— Anfrage 1 —
Ermittle alle Zeilen der Einträge, in denen die Zeichenfolge „surface“ vorkommt, und kopiere sie. Achte dabei auf Groß- und Kleinschreibung.

— Quelle —
□ □ □
# How to: Rift Endgame!



## №1 _ηēXǿ-™ (14. April 2011)

Guten Morgen,

nun bin ich seit Gestern Stufe 50 und weiß nicht mehr so genau was ich machen soll. Ich habe mich endgültig entschieden meinen Kleriker auf Tank zu spielen.

Was macht man im Endgame von Rift?

-Ich habe von T1 und T2 Instanzen gehört? (ExpertenModus)? Kann das jemand erklären?
-Berufe bin ich bereits am skillen, um eventuell Items für mein Tank Equip zu bauen, da ich in einem Guide gelesen habe, dass ich mindestens 50 Härte für T1 Instanzen brauche.
-Ich habe noch nie etwas im Highlevel Bereich von Gruppen gehört die Rifts/Invasionen bekämpfen, lohnt das nicht?
-Eine Gilde habe ich bereits dort sind allerdings erst ein paar aktive 50iger, die genau wie ich auch erst kürzlich 50 sind. Also bis ich raiden kann dauerts wohl noch eine weihle.
-Daylies? 

-(Wenn ihr 50 seid) Wie sieht Euer Rift Alltag aus?

Würde mich über ein paar nette, hilfreiche Antworten freuen.

mfg nexo.


----------



## Lari (14. April 2011)

&#8470;1 schrieb:


> Guten Morgen,
> 
> nun bin ich seit Gestern Stufe 50 und weiß nicht mehr so genau was ich machen soll. Ich habe mich endgültig entschieden meinen Kleriker auf Tank zu spielen.


GZ 


> Was macht man im Endgame von Rift?
> 
> -Ich habe von T1 und T2 Instanzen gehört? (ExpertenModus)? Kann das jemand erklären?


Es gibt 10 Instanzen in Rift, während du levelst. Alle 10 gibt es dann nochmal in einer Experten-Version mit mehr Bossen, mehr Fähigkeiten und deutlich härter. Es gibt 5 T1 Instanzen und 5 T2 Instanzen. T2 ist dann nochmal härter als T1 und setzt als Tank 100 Härte vorraus, damit kritische Treffer keinen Mehrschaden mehr machen. Der Loot ist in T2 natürlich besser, es gibt mehr Marken.


> -Berufe bin ich bereits am skillen, um eventuell Items für mein Tank Equip zu bauen, da ich in einem Guide gelesen habe, dass ich mindestens 50 Härte für T1 Instanzen brauche.


Ja, 50 Härte T1, 100 Härte T2, 150 Härte Outdoor-Bosse/Raid-Rifts und 200 Härte Raid-Instanzen.
□ □ □
— Extrahierte Informationen —
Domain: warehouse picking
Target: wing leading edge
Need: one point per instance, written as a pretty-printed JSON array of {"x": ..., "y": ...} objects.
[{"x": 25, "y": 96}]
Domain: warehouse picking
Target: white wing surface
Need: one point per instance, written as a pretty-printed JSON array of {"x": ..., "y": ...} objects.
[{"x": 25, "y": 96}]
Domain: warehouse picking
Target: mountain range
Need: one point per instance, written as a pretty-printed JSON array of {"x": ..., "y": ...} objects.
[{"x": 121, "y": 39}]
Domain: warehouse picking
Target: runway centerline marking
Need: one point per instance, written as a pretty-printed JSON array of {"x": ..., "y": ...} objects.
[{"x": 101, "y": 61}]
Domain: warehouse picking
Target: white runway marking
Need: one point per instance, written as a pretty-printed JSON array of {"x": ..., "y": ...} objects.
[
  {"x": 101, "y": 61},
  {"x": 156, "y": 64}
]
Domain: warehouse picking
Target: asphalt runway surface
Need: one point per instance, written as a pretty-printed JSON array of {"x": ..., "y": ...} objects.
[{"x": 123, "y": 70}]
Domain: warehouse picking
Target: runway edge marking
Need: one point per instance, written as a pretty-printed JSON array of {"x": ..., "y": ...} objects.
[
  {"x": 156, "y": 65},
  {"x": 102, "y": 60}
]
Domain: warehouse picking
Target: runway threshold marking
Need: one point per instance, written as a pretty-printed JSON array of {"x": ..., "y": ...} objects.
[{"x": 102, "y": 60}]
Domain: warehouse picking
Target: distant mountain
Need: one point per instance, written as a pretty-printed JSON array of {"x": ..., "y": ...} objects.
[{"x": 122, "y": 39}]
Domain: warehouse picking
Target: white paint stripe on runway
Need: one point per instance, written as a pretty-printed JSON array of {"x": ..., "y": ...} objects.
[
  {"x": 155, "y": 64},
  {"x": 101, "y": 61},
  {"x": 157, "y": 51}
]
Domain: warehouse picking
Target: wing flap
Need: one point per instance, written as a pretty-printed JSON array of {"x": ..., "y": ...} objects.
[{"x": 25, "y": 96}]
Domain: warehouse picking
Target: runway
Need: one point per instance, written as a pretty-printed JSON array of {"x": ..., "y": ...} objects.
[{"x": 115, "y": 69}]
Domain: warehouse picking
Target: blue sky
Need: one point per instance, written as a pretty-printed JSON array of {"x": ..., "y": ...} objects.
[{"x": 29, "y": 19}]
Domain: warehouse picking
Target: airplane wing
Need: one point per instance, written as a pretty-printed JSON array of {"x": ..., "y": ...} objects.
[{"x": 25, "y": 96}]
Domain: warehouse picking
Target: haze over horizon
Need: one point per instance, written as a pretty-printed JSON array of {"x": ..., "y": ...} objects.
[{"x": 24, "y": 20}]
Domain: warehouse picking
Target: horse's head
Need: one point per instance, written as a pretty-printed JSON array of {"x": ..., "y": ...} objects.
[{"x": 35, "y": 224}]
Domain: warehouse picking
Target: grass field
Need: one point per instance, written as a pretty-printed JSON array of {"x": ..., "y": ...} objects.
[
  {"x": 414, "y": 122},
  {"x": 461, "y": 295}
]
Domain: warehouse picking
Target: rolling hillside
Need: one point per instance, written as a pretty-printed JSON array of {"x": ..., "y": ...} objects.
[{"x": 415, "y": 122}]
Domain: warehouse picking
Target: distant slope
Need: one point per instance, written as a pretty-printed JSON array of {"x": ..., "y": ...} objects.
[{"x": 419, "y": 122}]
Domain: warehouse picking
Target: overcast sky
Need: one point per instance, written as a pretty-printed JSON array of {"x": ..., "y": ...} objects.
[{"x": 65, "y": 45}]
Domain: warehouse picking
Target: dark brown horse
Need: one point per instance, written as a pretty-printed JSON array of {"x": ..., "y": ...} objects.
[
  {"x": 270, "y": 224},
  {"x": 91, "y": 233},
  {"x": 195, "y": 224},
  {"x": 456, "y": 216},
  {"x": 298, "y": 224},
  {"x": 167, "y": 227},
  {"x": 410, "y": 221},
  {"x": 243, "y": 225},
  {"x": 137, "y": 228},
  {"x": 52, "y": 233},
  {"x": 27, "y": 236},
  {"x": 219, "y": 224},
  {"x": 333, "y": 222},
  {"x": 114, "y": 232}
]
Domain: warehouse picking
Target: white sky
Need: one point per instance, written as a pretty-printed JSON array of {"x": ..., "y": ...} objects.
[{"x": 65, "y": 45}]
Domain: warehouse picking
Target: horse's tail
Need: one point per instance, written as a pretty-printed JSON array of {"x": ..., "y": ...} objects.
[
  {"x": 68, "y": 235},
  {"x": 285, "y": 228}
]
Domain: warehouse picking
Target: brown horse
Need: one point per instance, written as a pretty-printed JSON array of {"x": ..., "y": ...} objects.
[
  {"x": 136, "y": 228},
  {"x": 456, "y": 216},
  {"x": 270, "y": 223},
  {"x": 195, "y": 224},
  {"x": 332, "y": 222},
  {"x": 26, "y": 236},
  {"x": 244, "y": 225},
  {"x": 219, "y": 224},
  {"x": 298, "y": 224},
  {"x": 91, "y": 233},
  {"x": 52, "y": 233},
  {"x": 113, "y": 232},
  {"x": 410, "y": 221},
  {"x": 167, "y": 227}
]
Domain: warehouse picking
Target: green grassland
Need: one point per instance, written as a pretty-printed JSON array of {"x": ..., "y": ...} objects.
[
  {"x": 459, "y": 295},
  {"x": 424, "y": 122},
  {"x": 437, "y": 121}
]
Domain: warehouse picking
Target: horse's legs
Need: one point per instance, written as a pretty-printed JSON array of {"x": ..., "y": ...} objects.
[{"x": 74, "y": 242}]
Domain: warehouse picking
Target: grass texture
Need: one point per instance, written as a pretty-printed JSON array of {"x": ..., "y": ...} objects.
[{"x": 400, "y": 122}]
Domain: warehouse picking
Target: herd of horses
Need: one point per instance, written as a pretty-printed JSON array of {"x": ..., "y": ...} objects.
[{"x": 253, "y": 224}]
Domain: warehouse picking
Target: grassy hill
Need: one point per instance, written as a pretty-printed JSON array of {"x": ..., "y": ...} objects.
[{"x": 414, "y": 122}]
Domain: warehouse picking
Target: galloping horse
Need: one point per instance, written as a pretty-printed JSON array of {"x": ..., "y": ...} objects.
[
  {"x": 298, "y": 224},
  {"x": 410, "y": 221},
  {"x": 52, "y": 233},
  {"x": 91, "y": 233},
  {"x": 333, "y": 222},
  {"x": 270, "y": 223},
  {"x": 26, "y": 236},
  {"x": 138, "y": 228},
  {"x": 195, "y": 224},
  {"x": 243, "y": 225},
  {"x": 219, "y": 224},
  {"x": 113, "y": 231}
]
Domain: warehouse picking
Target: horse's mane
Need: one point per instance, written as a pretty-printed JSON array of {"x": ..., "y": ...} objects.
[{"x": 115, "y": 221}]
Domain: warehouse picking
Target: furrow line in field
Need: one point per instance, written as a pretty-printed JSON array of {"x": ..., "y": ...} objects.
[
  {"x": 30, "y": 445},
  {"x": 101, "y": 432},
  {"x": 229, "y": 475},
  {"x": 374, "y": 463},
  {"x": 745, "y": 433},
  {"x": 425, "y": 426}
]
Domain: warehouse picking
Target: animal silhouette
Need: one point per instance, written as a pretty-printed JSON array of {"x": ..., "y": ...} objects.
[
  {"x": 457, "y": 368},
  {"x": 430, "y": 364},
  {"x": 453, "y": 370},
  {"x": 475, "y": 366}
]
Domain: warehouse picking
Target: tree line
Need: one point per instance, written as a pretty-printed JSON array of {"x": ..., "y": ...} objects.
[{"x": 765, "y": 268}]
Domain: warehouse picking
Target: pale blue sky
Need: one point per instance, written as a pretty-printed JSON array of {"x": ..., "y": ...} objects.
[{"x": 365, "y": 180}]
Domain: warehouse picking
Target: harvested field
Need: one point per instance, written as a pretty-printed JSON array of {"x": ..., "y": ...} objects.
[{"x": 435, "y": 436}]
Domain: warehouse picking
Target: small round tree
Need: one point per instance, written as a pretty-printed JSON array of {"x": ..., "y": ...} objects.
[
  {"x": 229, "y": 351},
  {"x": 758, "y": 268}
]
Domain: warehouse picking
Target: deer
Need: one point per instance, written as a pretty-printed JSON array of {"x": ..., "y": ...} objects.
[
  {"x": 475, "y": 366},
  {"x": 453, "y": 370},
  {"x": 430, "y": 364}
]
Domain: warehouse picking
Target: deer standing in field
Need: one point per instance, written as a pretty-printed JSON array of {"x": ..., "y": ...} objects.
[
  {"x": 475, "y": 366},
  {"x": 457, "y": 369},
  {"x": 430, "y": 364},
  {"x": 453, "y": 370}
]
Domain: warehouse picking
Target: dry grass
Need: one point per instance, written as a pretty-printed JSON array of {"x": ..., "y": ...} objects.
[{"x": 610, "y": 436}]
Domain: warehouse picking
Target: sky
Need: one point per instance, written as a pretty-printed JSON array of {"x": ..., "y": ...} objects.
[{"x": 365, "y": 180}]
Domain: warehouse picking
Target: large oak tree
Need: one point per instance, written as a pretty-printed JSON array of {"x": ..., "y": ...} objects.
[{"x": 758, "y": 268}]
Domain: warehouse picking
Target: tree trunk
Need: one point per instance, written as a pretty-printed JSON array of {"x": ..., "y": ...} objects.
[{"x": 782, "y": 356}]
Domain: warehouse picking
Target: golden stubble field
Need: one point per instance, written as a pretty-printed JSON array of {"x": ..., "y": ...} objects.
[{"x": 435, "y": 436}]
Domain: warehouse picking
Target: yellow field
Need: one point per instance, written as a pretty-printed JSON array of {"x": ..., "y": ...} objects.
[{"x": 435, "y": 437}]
□ □ □
— Anfrage 2 —
Prüfe, ob die folgenden Aussagen mit dem Forenthread zum Rift-Endgame übereinstimmen. Antworte jeweils mit Ja oder Nein und zitiere die entscheidenden Worte wörtlich.
(a) Ein Tank braucht für T2-Instanzen 100 Härte.
(b) Es gibt in Rift 10 T1-Instanzen.
(c) Der Kleriker soll als Heiler gespielt werden.

— Antwort 1 —
Target: white wing surface
Target: asphalt runway surface

— Antwort 2 —
(a) Ja: „T2 ist dann nochmal härter als T1 und setzt als Tank 100 Härte vorraus“
(b) Nein: „Es gibt 5 T1 Instanzen und 5 T2 Instanzen.“
(c) Nein: „Ich habe mich endgültig entschieden meinen Kleriker auf Tank zu spielen.“